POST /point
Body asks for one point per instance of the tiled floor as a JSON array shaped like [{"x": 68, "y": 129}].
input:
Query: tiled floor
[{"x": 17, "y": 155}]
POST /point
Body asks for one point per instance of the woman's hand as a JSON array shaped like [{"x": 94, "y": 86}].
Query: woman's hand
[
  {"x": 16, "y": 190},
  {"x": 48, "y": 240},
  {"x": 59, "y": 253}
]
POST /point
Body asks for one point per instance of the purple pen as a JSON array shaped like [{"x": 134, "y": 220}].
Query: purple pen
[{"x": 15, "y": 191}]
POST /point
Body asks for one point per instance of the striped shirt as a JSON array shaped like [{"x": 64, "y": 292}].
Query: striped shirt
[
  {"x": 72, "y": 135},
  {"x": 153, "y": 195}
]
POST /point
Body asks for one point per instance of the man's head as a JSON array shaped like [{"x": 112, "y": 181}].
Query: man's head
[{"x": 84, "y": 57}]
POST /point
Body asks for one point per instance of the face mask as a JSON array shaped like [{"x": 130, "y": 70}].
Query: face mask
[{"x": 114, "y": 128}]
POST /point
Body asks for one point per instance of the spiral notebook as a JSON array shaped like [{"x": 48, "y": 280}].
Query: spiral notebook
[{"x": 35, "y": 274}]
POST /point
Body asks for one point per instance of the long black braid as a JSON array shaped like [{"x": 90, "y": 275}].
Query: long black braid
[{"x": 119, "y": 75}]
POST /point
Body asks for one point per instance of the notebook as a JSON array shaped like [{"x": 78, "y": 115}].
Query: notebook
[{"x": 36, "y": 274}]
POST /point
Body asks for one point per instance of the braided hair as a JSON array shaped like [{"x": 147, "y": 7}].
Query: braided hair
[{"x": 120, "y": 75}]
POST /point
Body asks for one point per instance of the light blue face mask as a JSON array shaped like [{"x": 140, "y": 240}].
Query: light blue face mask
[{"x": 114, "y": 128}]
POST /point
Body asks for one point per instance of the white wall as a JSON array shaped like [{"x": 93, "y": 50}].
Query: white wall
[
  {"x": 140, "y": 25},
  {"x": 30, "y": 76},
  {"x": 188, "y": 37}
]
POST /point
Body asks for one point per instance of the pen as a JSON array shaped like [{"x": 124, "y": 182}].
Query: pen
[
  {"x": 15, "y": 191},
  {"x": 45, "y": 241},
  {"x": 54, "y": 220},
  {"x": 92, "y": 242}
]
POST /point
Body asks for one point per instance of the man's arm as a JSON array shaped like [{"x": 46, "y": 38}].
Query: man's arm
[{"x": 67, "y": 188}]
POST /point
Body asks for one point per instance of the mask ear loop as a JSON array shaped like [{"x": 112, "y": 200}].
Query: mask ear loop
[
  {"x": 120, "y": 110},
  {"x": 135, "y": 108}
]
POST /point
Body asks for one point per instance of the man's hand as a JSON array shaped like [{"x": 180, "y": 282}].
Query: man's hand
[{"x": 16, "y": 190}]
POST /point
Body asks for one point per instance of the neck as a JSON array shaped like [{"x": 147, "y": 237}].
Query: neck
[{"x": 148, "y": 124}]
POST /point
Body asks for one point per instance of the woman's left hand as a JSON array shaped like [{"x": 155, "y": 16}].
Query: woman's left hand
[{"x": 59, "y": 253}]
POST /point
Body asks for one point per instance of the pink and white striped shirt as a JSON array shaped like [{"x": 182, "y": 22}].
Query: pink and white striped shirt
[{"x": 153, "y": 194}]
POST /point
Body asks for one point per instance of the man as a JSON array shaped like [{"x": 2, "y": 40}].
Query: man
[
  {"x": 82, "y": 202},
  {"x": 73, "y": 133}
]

☆ ☆ ☆

Task -
Locate each line in the entries above that contains the word "spiral" and reproduce those lines verbatim.

Problem solution -
Body asks for one point per instance of the spiral notebook as a JSON array shaped like [{"x": 48, "y": 280}].
Query: spiral notebook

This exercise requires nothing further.